Word for word, set down every line of the entries below from the line with "Expected: a point placed on each instance of the navy" to the line with "Expected: a point placed on each instance of the chest", including both, and no other line.

** Stored data follows **

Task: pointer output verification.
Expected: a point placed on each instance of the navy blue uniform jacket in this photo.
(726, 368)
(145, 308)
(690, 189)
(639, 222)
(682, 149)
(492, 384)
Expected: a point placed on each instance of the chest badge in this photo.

** End of Stored data **
** Stored data follows **

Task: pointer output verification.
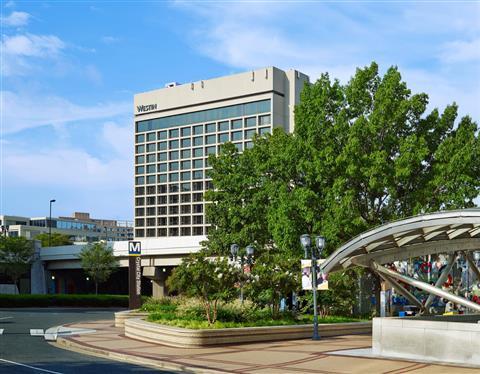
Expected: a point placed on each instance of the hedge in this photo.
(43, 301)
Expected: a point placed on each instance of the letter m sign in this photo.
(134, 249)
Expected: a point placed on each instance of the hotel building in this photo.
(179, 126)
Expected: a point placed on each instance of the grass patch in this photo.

** End of Stored data **
** Stored data follows **

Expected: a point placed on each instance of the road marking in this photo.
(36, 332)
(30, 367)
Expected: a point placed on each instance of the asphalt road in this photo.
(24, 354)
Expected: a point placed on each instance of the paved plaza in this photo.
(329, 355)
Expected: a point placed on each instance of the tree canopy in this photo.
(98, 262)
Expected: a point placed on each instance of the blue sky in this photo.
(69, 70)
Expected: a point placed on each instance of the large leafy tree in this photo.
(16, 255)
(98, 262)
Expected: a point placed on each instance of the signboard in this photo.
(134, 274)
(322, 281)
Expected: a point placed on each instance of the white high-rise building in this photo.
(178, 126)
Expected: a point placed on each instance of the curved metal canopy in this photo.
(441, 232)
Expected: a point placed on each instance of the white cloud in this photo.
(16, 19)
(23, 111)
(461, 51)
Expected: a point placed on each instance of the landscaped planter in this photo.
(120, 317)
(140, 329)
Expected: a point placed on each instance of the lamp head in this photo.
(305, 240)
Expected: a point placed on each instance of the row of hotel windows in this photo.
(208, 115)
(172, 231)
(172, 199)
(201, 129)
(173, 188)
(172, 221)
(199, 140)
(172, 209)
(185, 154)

** End of Stored data **

* [Answer to this exercise]:
Expected: a point placed on each instance of the navy blue uniform jacket in this photo.
(726, 368)
(145, 308)
(690, 189)
(639, 222)
(682, 149)
(492, 384)
Expected: a point placed on each instance of the chest badge in this photo.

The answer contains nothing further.